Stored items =
-----

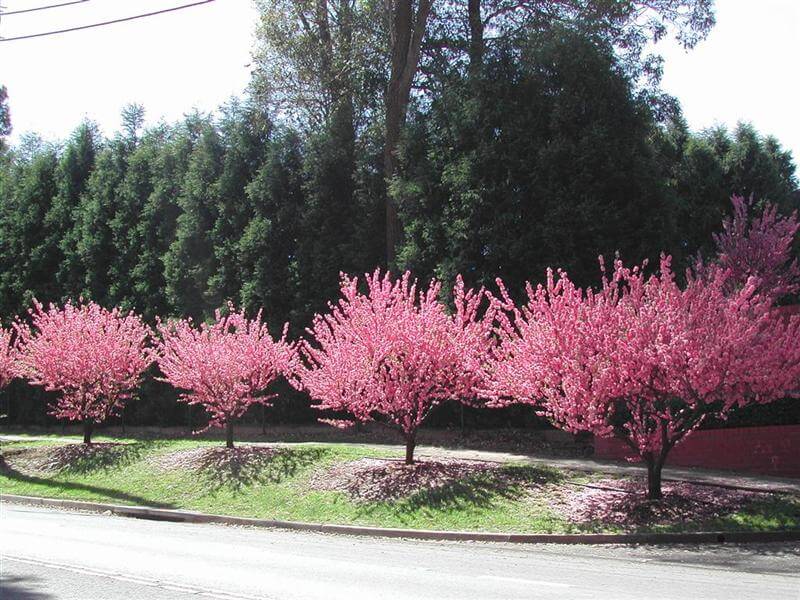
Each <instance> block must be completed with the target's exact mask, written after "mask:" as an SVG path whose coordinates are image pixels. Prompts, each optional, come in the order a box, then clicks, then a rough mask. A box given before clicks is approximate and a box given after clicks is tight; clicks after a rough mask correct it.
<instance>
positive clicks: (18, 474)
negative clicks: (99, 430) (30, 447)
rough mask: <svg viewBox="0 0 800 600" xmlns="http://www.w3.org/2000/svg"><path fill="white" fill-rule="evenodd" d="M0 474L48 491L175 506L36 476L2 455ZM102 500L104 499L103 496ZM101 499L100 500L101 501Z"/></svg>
mask: <svg viewBox="0 0 800 600" xmlns="http://www.w3.org/2000/svg"><path fill="white" fill-rule="evenodd" d="M0 474H2V475H3V476H5V477H8V478H9V479H12V480H14V481H18V482H21V483H28V484H34V485H40V486H43V487H44V488H46V490H48V491H51V490H52V491H53V492H59V491H80V492H90V493H92V494H98V495H101V496H106V497H107V498H108V499H110V500H114V501H117V502H124V503H126V504H131V505H138V506H153V507H156V508H175V505H174V504H170V503H165V502H157V501H154V500H152V499H150V498H144V497H142V496H137V495H135V494H128V493H126V492H123V491H120V490H115V489H111V488H106V487H101V486H96V485H89V484H86V483H78V482H76V481H62V480H58V479H54V478H47V477H38V476H35V475H30V474H27V473H22V472H20V471H19V470H17V469H16V468H14V467H13V466H12V465H10V464H8V463H7V462H6V460H5V458H4V457H3V456H2V455H0ZM44 495H45V496H48V497H53V496H52V495H48V494H47V493H46V492H45V494H44ZM78 500H79V499H78ZM103 500H105V498H104V499H103ZM103 500H100V501H101V502H102V501H103Z"/></svg>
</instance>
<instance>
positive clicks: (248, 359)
mask: <svg viewBox="0 0 800 600" xmlns="http://www.w3.org/2000/svg"><path fill="white" fill-rule="evenodd" d="M158 331H159V333H160V337H161V339H160V340H158V341H157V342H156V344H155V348H154V355H155V358H156V360H157V362H158V365H159V368H160V369H161V372H162V374H163V375H164V378H163V381H166V382H168V383H170V384H171V385H172V386H174V387H175V388H177V389H179V390H182V393H181V399H182V400H183V401H185V402H187V403H189V404H200V405H201V406H203V408H205V410H206V411H207V412H208V413H209V415H210V416H211V419H210V422H209V427H223V426H225V425H227V424H229V423H231V422H232V421H233V420H235V419H238V418H239V417H241V416H242V415H243V414H244V413H245V412H246V411H247V409H248V408H249V407H250V406H251V405H252V404H263V405H266V406H269V405H270V400H271V399H272V398H273V397H274V396H272V395H266V394H264V391H265V390H266V388H267V387H268V386H269V385H270V384H271V383H272V382H273V381H275V379H277V378H278V377H279V376H280V375H282V374H283V375H286V374H289V373H290V372H292V371H293V370H294V367H293V363H294V361H295V360H296V349H295V346H294V345H293V344H291V343H288V342H287V341H286V335H287V331H288V323H287V324H286V325H285V326H284V328H283V334H282V337H281V338H280V339H279V340H278V341H275V340H274V339H273V338H272V336H271V335H270V333H269V330H268V329H267V326H266V324H264V323H263V322H262V321H261V311H259V312H258V314H257V315H256V316H255V318H254V319H248V318H247V317H246V315H245V312H244V310H241V311H240V312H236V310H235V308H234V306H233V305H232V304H229V305H228V313H227V314H224V315H223V314H222V312H221V311H219V310H218V311H216V313H215V315H214V320H213V322H211V323H201V324H200V325H199V326H195V324H194V323H193V322H192V320H191V319H184V320H179V321H170V322H166V323H159V325H158Z"/></svg>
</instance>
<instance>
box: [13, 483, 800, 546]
mask: <svg viewBox="0 0 800 600" xmlns="http://www.w3.org/2000/svg"><path fill="white" fill-rule="evenodd" d="M2 502H9V503H14V504H28V505H33V506H43V507H47V508H68V509H75V510H85V511H91V512H110V513H111V514H113V515H117V516H120V517H131V518H135V519H149V520H153V521H172V522H176V523H218V524H223V525H244V526H248V527H264V528H269V529H285V530H290V531H311V532H317V533H336V534H343V535H354V536H360V537H373V538H406V539H417V540H436V541H463V542H508V543H514V544H720V543H724V542H733V543H747V542H750V543H754V542H793V541H800V529H798V530H790V531H763V532H746V531H741V532H724V531H709V532H698V533H581V534H557V533H542V534H538V533H489V532H477V531H475V532H472V531H432V530H427V529H387V528H382V527H360V526H356V525H331V524H326V523H302V522H296V521H275V520H271V519H251V518H247V517H229V516H225V515H208V514H205V513H198V512H193V511H187V510H172V509H164V508H150V507H146V506H123V505H119V504H103V503H100V502H82V501H79V500H61V499H57V498H37V497H34V496H16V495H11V494H0V503H2Z"/></svg>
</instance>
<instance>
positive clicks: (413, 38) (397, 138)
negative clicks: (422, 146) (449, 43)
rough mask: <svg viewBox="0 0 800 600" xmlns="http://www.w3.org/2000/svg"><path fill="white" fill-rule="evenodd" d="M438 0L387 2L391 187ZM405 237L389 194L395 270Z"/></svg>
mask: <svg viewBox="0 0 800 600" xmlns="http://www.w3.org/2000/svg"><path fill="white" fill-rule="evenodd" d="M433 2H434V0H419V2H418V4H417V7H416V10H414V3H413V0H394V2H393V3H392V2H387V3H386V4H387V6H388V7H389V13H388V14H387V17H388V21H389V28H390V31H389V38H390V46H391V68H390V72H389V84H388V85H387V87H386V95H385V98H384V102H385V105H384V110H385V113H384V116H385V122H386V140H385V142H386V145H385V146H384V155H383V156H384V171H385V172H384V176H385V177H386V182H387V186H388V184H390V183H391V181H392V178H394V176H395V175H396V174H397V167H398V162H397V147H398V145H399V144H400V133H401V131H402V129H403V126H404V125H405V122H406V113H407V109H408V103H409V100H410V98H411V86H412V84H413V82H414V76H415V75H416V73H417V69H418V68H419V57H420V52H421V49H422V38H423V37H424V35H425V30H426V29H427V25H428V17H429V16H430V12H431V7H432V5H433ZM402 235H403V230H402V224H401V223H400V218H399V216H398V214H397V206H396V204H395V200H394V199H393V198H392V197H391V195H390V194H389V193H388V190H387V195H386V261H387V266H388V267H389V268H391V267H392V265H393V263H394V261H395V257H396V253H397V245H398V244H399V243H400V241H401V238H402Z"/></svg>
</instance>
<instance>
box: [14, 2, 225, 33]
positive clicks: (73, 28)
mask: <svg viewBox="0 0 800 600" xmlns="http://www.w3.org/2000/svg"><path fill="white" fill-rule="evenodd" d="M209 2H214V0H201V1H200V2H192V3H191V4H182V5H181V6H173V7H172V8H164V9H162V10H156V11H153V12H149V13H143V14H140V15H133V16H130V17H123V18H121V19H112V20H111V21H103V22H102V23H91V24H89V25H80V26H78V27H70V28H68V29H57V30H55V31H44V32H42V33H31V34H29V35H18V36H16V37H13V38H0V42H15V41H17V40H29V39H31V38H37V37H44V36H46V35H58V34H60V33H69V32H70V31H81V30H83V29H92V28H94V27H104V26H106V25H113V24H114V23H124V22H126V21H133V20H135V19H144V18H145V17H154V16H155V15H163V14H164V13H168V12H175V11H176V10H183V9H184V8H191V7H192V6H199V5H201V4H208V3H209Z"/></svg>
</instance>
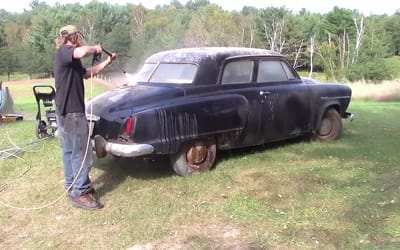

-----

WORK REQUEST =
Where a line above contains the word "negative", show that line.

TASK RESULT =
negative clicks: (99, 430) (30, 447)
negative clicks: (422, 146) (449, 43)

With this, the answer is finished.